Exercise material:

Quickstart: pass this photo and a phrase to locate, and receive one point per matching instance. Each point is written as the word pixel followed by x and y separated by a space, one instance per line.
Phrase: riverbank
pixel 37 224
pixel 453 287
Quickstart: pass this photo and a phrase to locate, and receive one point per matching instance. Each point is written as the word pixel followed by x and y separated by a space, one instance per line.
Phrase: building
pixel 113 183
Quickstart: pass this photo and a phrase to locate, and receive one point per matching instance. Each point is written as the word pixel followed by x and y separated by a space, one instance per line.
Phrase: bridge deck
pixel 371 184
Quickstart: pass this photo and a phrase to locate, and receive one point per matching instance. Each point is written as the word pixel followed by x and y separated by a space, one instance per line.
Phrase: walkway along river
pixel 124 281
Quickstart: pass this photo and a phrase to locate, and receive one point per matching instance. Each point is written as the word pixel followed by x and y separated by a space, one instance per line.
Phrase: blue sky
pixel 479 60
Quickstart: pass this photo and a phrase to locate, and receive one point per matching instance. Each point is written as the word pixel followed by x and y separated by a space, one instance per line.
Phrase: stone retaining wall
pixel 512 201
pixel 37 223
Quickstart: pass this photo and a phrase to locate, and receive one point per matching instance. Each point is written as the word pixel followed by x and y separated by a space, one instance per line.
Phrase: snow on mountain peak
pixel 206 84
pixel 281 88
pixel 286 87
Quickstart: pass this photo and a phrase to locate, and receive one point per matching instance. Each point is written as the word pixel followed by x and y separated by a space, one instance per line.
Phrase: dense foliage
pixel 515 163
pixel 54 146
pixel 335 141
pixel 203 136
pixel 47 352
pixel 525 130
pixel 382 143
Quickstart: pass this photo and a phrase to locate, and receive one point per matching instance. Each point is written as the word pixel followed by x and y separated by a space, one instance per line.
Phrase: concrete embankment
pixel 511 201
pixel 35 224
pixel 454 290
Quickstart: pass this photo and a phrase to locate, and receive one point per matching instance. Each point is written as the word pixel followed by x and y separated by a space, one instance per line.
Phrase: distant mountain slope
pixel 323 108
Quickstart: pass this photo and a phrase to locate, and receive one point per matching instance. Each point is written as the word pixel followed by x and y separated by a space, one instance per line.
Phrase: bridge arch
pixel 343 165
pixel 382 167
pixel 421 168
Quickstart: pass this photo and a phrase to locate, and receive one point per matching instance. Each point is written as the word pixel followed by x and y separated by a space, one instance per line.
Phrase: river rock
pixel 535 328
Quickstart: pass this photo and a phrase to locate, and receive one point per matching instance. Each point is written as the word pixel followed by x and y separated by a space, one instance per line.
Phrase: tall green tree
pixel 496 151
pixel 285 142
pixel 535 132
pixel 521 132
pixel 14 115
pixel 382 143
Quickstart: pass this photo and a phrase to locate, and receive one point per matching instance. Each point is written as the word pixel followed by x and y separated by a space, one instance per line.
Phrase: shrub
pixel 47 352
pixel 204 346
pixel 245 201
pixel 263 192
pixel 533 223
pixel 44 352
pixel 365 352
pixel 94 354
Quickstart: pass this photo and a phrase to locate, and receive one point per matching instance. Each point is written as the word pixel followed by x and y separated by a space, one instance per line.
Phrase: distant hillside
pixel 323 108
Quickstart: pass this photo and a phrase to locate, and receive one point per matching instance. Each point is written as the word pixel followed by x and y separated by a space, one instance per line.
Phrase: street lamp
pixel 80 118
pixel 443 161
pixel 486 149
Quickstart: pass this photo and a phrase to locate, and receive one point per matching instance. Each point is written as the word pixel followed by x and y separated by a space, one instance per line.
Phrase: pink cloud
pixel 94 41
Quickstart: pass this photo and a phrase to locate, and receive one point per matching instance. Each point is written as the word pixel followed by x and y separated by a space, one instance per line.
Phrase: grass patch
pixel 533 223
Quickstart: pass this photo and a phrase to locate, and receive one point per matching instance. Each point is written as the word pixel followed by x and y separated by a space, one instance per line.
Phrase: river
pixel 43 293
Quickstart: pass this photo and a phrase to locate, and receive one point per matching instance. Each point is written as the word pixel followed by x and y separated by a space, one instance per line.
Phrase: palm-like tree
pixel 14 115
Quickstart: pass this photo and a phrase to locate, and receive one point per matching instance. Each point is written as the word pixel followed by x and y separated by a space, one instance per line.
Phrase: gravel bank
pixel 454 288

Written request: Express all of the material above as a CSV with the header row input,output, giving one row per phrase. Put the full instruction and phrase lines in input and the pixel points that follow them in output, with each field in double quotes and its line breaks replaced by spaces.

Response to the exercise:
input,output
"Quickstart: pass this photo and a phrase to locate, and receive one point per matching instance. Each point is written as the word pixel followed by x and y separated by a space, one instance per line. Phrase: riverbank","pixel 37 224 pixel 453 287"
"Quickstart: pass this photo and a phrase to locate, and receive one point per matching instance. Each point is written as the word pixel followed by x and y separated by a space, one instance per line. Phrase: building","pixel 113 183"
"Quickstart: pass this photo and a phrase to locate, and receive one point per matching instance. Each point is written as the word pixel followed by x and y separated by a space, one instance per line. Phrase: bridge deck","pixel 371 184"
"Quickstart: pass this photo and a phrase to locate, and receive one point per matching instance. Each point is written as the word pixel followed by x and y separated by a space, one instance per line. Phrase: walkway along river","pixel 124 281"
"Quickstart: pass this photo and a phrase to locate, and receive one point per matching instance. Each point is written as the word pixel followed by x and y separated by a space, one instance per line. Phrase: blue sky","pixel 479 60"
"Quickstart: pass this photo and a phrase to locate, and receive one point per matching instance. Each point is written as the word pixel followed by x and y separated by a space, one instance per line. Phrase: stone retaining wall","pixel 512 201 pixel 37 223"
"Quickstart: pass this photo and a phrase to locate, and receive one point per matching instance. Each point is written as the word pixel followed by x and y separated by a space, one instance per line. Phrase: snow on mountain peak","pixel 206 84 pixel 281 88 pixel 286 87"
"Quickstart: pass this photo and a phrase to locate, and receive one point per matching instance. Each point is written as the word pixel followed by x and y separated by a space, one instance per line. Phrase: dense foliage","pixel 515 163 pixel 54 146 pixel 335 141 pixel 203 136 pixel 47 352 pixel 525 130 pixel 382 143"
"Quickstart: pass this photo and a phrase to locate, and receive one point per matching instance. Each point is written as the word pixel followed by x and y separated by a space, one instance per line. Phrase: concrete embankment","pixel 511 201 pixel 35 224 pixel 454 290"
"Quickstart: pass this photo and a phrase to locate, and receive one point per matching instance. Each point is written as the word pixel followed by x and y separated by a space, one instance per line. Phrase: distant mountain slope","pixel 323 108"
"Quickstart: pass this photo and a phrase to locate, and receive one point per matching instance. Each point is written as the word pixel followed by x and y separated by a space, one instance per line. Phrase: bridge arch","pixel 343 165 pixel 382 167 pixel 421 168"
"Quickstart: pass this photo and a phrase to locate, and receive one point per matching instance. Each point is written as the word pixel followed by x and y separated by a space, one instance per line. Phrase: river rock","pixel 535 328"
"Quickstart: pass this photo and a phrase to locate, and receive one point per matching instance. Each point is written as the word pixel followed by x and y separated by a space, one instance per line. Phrase: tall green tree","pixel 496 151 pixel 285 142 pixel 535 132 pixel 521 132 pixel 14 115 pixel 382 143"
"Quickstart: pass this photo and a phrase to locate, and receive one point per matching instance. Each point is written as the word pixel followed by x and y separated by a space, one instance per line. Phrase: shrub","pixel 47 352 pixel 204 346 pixel 245 201 pixel 263 192 pixel 533 223 pixel 44 352 pixel 365 352 pixel 94 354"
"Quickstart: pass this photo and a phrase to locate, and receive one point per matching instance. Each point is written as the word pixel followed by x and y separated by a space, one instance per line. Phrase: distant hillside","pixel 323 108"
"Quickstart: pass this photo and a phrase to locate, and receive one point per matching instance. Each point is written as the word pixel followed by x and y separated by a space, one instance per line. Phrase: street lamp","pixel 80 118 pixel 443 161 pixel 486 149"
"Quickstart: pass this photo and a phrase to locate, and receive one point per matching instance. Each point is written as the word pixel followed by x and y separated by a space, one instance per line. Phrase: pink cloud","pixel 94 41"
"Quickstart: pass this photo and a phrase to locate, and receive one point per matching instance. Each point is written as the word pixel followed by x and y separated by a space, one instance per line. Phrase: grass patch","pixel 533 223"
"Quickstart: pass this photo and a phrase to locate, and receive one point per matching instance. Each point is written as the word pixel followed by x and y separated by a space, one instance per line. Phrase: river","pixel 43 293"
"Quickstart: pass this photo and a phrase to locate, and receive one point per matching instance. Each point is written as the word pixel followed by x and y separated by a space, one instance per line. Phrase: palm-like tree","pixel 14 115"
"Quickstart: pass this photo and a phrase to locate, and receive one point per matching instance. Each point is written as the word pixel followed by x and y separated by a space, one instance per line. Phrase: gravel bank","pixel 454 288"